**Selected extract**
# cuttle bone for snails



## Aeon (Jul 15, 2014)

I have been placing my cuttle bone in the tank to keep it from floating ... but its turning black in spots (like dirty) I recently stuck in the front of my filter so the water flows over it and into the tank ... I know they will munch on it but is it ok to do this for the snails with it in the filter or should i put it back in the actual tank.


----------



## jadaBlu (Feb 14, 2013)

I've read just having it in the water is helpful. However on this forum they say you can use vitamins:

http://applesnail.net/forum3/viewtopic.php?f=2&t=19007


----------



## ZZD (Jan 13, 2013)

I just have my cuttle bone pieces tucked under decorations in the tank and other pieces just buried in the gravel. My ghost shrimp have been breeding like mad and my Vampire shrimp has shed at least 3 times and my snails all are massive with incredibly durable shells so it seems to work fine that way. I did use liquid calcium for a while when our pet store was out of cuttle bone and that worked fine too so as long as there is calcium in the water the little ones are good. They don't actually need to eat it. Also as shrimp shed they will eat their shells and get that calcium back.


----------



## Aqua Aurora (Oct 4, 2013)

Do you know if you actually _need _the cuttle bone? 
Have you checked your water's hardness (tap if that's what you use for water changes)? Or more specifically do you know how much calcium your (tap) water contains? Have you seen snails raised in your water without a cuttle bone develop holes in their shells?


----------



## jadaBlu (Feb 14, 2013)

FYI I found cuttle bone in the bird and reptile section at Petsmart but not in fish.


----------



## RussellTheShihTzu (Mar 19, 2013)

+1 Aqua Aurora. Check your GH and KH. Supplements are only called for if you have soft water so you might not even need cuttlebone.


----------

**What the exercise asks**
Translate this sentence from the cuttle bone thread into Spanish: "Supplements are only called for if you have soft water so you might not even need cuttlebone." The entries after this point are separate material, apart from the cuttle bone thread.

**Extracted records**
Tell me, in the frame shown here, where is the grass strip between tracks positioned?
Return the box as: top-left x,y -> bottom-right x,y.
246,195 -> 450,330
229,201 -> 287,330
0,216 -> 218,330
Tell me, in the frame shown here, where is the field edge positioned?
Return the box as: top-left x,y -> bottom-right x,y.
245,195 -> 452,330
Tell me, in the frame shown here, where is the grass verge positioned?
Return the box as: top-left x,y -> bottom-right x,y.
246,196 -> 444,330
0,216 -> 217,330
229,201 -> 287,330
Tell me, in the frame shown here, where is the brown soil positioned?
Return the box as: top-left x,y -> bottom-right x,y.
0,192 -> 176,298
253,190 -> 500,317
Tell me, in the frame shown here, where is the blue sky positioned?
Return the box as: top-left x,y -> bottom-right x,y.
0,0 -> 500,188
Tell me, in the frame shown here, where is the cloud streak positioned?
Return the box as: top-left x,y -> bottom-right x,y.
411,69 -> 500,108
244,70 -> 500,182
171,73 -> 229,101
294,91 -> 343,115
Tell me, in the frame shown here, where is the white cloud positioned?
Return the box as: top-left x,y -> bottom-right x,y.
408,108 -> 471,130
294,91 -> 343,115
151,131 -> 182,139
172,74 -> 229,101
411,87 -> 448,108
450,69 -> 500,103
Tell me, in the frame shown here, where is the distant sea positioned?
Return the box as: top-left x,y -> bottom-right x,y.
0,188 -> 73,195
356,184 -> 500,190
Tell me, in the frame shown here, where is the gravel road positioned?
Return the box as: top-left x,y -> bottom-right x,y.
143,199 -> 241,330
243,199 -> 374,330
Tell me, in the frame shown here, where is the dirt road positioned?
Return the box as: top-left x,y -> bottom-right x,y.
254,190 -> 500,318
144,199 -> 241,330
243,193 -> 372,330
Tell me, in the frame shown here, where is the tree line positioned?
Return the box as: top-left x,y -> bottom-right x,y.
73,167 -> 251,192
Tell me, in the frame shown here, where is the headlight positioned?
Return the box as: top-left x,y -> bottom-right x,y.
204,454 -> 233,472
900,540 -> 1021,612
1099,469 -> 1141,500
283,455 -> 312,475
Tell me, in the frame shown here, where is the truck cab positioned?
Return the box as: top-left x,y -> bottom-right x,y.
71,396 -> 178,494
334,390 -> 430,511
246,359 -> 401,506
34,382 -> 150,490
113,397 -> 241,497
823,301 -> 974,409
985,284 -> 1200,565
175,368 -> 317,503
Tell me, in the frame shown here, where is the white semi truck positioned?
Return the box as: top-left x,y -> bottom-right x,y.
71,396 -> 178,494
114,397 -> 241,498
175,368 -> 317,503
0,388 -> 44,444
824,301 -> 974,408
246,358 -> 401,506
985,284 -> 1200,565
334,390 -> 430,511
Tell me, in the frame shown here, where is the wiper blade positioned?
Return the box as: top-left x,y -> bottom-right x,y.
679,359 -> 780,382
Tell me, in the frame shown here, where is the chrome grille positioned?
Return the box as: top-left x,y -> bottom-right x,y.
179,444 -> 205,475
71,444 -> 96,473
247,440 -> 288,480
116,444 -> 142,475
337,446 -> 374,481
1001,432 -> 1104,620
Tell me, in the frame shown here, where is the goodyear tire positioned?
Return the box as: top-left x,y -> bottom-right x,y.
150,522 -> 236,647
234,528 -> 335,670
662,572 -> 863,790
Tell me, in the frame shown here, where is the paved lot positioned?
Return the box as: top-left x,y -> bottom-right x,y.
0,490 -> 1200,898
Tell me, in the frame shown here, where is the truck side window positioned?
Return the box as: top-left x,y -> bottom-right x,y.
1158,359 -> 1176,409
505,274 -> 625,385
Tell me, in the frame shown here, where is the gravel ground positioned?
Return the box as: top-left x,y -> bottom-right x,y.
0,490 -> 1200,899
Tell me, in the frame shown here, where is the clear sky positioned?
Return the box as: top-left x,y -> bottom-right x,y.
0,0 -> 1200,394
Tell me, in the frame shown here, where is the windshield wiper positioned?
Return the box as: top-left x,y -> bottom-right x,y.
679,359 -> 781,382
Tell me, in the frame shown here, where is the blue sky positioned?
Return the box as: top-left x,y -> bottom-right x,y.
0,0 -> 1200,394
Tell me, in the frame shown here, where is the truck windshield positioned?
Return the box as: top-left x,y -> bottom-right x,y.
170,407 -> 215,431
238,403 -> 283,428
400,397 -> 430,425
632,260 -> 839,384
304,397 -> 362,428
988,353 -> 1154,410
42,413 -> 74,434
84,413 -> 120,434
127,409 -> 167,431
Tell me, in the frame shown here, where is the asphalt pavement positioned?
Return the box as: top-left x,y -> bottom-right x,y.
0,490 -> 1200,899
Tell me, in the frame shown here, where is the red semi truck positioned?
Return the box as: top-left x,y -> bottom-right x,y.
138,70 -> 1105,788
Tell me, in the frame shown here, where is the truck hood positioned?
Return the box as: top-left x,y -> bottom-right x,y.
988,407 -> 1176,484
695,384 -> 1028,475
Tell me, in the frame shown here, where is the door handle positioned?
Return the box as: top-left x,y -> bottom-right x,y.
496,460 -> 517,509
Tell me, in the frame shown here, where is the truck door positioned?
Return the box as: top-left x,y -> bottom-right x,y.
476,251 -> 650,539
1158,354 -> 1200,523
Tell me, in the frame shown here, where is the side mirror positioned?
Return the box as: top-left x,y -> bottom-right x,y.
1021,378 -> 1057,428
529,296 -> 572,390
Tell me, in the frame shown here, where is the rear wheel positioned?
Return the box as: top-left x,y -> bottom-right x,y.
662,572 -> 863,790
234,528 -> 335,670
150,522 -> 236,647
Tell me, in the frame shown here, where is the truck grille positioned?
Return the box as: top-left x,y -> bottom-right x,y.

**Expected answer**
Los suplementos solo son necesarios si tienes agua blanda, así que puede que ni siquiera necesites hueso de sepia.